### MATERIAL SHOWN

# # # #

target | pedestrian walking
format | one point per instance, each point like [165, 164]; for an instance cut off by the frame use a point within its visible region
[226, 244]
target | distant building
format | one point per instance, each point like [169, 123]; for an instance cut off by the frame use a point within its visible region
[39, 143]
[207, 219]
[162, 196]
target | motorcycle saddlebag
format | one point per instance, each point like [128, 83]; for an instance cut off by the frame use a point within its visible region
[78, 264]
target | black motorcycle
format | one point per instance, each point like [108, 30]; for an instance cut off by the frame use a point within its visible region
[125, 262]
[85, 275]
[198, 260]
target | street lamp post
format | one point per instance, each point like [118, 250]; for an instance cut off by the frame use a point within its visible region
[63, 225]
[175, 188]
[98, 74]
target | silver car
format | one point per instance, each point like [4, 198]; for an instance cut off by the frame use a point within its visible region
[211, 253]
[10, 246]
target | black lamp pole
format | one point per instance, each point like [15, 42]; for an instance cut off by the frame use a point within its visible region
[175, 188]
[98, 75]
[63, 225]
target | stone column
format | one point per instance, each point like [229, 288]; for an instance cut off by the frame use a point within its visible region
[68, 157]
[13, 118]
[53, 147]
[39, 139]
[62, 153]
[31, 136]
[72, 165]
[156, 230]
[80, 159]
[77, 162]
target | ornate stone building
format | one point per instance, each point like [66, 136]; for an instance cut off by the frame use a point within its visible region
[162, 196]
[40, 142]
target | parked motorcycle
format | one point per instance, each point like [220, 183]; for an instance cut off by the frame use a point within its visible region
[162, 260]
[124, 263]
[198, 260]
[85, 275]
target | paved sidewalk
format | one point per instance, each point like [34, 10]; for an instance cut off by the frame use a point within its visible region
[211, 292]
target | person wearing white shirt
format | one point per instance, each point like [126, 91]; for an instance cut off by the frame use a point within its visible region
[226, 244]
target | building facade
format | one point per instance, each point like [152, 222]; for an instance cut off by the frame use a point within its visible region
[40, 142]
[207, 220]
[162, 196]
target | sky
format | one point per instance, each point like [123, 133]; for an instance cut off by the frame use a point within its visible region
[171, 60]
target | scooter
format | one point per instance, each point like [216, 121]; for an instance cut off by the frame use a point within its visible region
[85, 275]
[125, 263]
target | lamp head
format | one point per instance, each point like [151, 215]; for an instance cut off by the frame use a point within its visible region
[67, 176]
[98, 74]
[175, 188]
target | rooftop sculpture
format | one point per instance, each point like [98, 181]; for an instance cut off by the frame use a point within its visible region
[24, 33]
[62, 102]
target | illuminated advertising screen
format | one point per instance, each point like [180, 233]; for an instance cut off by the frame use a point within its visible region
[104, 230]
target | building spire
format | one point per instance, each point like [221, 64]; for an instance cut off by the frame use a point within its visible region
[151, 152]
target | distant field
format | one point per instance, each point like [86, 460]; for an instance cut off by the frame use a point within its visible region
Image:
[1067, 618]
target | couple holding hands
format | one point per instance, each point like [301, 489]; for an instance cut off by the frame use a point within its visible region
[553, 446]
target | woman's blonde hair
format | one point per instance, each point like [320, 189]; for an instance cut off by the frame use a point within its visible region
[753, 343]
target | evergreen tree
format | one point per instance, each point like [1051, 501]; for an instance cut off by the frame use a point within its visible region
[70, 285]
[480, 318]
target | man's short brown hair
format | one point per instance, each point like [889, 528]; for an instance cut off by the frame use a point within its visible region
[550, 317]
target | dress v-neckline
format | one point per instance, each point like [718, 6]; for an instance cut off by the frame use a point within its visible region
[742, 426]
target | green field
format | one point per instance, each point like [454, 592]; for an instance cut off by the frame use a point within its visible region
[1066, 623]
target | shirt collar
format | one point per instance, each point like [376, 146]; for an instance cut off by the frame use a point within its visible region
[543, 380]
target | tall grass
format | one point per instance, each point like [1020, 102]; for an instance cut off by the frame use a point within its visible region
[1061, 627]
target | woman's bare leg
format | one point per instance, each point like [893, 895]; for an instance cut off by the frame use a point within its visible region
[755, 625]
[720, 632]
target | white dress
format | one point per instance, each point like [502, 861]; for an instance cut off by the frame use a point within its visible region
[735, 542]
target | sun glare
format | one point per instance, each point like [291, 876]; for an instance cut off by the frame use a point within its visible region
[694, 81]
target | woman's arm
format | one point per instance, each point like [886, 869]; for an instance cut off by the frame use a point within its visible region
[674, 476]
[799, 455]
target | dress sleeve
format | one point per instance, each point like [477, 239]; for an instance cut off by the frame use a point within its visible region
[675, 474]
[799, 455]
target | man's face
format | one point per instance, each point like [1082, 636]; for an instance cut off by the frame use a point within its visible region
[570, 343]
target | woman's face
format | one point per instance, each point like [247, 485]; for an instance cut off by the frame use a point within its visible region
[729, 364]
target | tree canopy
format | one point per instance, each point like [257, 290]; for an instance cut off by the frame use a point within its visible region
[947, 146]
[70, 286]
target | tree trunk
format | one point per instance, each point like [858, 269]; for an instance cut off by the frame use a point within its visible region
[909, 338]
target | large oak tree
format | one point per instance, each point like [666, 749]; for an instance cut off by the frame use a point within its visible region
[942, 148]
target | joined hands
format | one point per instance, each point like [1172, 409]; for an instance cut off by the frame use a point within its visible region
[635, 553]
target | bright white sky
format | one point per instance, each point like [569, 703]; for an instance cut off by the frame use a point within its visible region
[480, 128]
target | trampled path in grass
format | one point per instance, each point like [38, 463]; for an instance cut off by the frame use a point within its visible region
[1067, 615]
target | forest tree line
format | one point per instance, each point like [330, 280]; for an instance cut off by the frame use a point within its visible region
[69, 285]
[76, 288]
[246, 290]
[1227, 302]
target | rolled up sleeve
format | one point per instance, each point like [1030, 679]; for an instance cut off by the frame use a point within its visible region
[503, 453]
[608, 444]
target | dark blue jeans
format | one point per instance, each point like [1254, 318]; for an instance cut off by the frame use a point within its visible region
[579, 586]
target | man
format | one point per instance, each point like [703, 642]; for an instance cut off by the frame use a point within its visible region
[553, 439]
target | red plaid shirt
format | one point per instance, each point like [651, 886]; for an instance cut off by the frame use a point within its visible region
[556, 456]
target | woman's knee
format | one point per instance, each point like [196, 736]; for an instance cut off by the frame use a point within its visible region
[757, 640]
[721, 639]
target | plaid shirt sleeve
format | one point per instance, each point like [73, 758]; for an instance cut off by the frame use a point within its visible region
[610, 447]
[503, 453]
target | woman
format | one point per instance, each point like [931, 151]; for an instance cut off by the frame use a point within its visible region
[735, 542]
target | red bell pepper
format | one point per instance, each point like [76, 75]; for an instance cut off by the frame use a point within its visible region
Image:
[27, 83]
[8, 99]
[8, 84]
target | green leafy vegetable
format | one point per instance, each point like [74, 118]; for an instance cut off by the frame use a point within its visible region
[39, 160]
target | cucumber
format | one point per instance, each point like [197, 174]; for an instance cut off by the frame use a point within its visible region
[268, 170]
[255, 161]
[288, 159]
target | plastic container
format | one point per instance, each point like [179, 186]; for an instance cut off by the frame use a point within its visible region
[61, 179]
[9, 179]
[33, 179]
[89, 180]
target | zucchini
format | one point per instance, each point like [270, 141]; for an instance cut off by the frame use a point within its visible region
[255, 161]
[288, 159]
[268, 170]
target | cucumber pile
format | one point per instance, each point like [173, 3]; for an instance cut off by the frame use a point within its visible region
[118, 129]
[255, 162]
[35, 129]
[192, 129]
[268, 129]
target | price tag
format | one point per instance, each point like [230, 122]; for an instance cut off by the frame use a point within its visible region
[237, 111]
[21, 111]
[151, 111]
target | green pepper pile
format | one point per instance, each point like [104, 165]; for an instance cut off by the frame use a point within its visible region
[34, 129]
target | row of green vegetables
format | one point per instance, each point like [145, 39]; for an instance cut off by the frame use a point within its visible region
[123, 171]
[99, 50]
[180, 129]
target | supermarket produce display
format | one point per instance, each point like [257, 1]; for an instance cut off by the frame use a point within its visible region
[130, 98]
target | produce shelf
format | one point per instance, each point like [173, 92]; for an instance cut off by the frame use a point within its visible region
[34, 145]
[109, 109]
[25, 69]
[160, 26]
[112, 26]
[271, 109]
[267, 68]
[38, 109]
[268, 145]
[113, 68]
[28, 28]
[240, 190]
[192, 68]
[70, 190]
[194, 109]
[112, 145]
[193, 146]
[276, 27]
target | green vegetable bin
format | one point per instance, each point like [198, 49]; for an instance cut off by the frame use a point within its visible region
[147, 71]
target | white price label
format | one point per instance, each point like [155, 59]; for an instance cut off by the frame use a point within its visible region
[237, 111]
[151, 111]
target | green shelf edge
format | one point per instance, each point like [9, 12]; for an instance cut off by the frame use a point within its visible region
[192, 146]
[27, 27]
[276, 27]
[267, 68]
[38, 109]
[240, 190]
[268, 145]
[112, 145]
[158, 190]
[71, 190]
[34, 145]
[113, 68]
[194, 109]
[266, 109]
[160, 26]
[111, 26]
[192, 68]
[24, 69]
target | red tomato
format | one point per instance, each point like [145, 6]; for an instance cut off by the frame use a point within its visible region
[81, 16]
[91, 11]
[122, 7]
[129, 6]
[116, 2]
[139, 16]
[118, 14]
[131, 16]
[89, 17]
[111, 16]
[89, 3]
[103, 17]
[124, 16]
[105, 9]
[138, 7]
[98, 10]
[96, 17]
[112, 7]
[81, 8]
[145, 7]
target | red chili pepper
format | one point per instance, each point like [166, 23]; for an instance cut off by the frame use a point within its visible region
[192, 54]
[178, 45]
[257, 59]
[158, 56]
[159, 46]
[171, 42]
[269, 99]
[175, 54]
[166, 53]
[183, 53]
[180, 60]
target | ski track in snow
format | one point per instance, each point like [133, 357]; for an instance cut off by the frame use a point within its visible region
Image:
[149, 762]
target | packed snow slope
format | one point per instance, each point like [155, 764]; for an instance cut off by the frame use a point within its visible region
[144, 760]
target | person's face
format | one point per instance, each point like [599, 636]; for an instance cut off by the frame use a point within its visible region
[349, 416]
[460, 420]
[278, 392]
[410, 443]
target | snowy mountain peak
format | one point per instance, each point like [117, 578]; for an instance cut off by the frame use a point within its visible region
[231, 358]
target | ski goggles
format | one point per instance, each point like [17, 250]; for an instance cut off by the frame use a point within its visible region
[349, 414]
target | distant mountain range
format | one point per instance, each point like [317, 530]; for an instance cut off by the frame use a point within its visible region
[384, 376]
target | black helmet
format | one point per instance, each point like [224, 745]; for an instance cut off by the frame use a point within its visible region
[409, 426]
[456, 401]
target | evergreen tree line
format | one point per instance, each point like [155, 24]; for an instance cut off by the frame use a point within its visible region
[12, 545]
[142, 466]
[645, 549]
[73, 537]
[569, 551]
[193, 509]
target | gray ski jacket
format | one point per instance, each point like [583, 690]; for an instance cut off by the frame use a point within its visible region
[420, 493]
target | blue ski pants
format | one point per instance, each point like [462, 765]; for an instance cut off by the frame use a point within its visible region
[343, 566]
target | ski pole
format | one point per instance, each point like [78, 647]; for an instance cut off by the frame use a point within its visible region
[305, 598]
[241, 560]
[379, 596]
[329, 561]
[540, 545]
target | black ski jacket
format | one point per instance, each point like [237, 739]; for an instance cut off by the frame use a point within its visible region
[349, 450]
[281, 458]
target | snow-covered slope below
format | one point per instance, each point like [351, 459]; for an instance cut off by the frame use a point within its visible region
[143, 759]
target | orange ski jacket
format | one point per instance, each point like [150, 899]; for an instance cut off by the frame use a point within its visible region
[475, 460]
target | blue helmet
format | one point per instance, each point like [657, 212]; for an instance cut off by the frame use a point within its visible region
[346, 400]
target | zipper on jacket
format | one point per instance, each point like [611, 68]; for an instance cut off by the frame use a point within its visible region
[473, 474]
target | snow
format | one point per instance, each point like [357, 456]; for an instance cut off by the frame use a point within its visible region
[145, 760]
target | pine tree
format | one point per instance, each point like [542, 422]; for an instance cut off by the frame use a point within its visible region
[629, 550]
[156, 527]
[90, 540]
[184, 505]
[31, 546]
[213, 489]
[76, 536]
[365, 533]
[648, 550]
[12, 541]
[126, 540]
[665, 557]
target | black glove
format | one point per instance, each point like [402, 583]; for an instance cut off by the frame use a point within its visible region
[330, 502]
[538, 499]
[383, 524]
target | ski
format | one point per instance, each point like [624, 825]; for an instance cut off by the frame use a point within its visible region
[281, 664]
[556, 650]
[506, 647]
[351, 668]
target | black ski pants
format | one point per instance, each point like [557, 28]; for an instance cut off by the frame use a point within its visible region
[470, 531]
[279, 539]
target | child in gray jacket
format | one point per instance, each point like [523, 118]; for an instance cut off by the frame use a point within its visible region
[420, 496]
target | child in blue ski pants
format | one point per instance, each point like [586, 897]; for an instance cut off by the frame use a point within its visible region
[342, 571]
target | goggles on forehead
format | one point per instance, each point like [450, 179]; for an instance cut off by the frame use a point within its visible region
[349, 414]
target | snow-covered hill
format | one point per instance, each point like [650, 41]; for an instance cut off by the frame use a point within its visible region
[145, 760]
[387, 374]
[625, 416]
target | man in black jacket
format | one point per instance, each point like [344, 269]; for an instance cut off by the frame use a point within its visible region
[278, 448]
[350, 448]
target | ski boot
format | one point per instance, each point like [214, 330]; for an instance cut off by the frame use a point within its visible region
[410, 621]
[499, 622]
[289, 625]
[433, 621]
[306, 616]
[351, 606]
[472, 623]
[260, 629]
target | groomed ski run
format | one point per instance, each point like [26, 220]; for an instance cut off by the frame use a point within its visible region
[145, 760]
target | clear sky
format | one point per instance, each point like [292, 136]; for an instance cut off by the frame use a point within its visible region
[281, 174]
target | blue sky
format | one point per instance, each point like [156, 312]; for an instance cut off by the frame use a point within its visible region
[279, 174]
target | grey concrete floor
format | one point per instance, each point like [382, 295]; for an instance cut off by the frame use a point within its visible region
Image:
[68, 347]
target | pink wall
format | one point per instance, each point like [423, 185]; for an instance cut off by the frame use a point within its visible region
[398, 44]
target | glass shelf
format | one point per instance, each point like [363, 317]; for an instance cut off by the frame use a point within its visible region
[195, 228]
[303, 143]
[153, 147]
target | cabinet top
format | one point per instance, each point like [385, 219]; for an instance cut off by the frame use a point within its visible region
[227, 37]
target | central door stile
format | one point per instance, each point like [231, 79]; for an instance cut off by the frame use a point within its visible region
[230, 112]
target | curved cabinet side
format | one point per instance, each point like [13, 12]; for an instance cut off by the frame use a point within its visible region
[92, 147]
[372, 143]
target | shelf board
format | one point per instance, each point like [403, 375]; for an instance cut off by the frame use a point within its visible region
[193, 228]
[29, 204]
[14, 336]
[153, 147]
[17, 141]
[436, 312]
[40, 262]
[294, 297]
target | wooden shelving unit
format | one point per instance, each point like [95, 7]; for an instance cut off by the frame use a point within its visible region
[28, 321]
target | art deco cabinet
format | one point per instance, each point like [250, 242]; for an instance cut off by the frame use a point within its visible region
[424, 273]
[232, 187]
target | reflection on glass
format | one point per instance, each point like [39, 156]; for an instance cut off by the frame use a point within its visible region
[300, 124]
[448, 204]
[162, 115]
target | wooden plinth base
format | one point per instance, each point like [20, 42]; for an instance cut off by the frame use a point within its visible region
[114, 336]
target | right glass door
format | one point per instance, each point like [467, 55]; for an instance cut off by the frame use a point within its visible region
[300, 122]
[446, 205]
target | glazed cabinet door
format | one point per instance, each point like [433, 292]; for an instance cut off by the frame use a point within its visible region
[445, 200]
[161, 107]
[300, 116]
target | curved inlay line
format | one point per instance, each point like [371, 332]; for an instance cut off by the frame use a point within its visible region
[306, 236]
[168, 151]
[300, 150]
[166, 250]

# # # #

### REQUIRED TASK
The line containing "target | wooden plinth base" marks the start; retype it and each line after it through the end of the records above, exactly.

### CORRECT OUTPUT
target | wooden plinth base
format | one point per instance, each point like [20, 42]; for an instance cut off by the frame use a point within its visible region
[114, 336]
target | right glass door
format | one point per instance, each point like [467, 55]; for an instance cut off by the frame use a point within its visible region
[300, 122]
[446, 205]
target | glazed cabinet door
format | one point per instance, each point like [433, 292]; for an instance cut off by the frame use a point within its visible region
[445, 200]
[161, 107]
[300, 116]
target | curved inlay line
format | one point per instance, each point like [371, 332]; for an instance cut off by the frame use a point within its visible region
[306, 236]
[168, 151]
[300, 150]
[166, 250]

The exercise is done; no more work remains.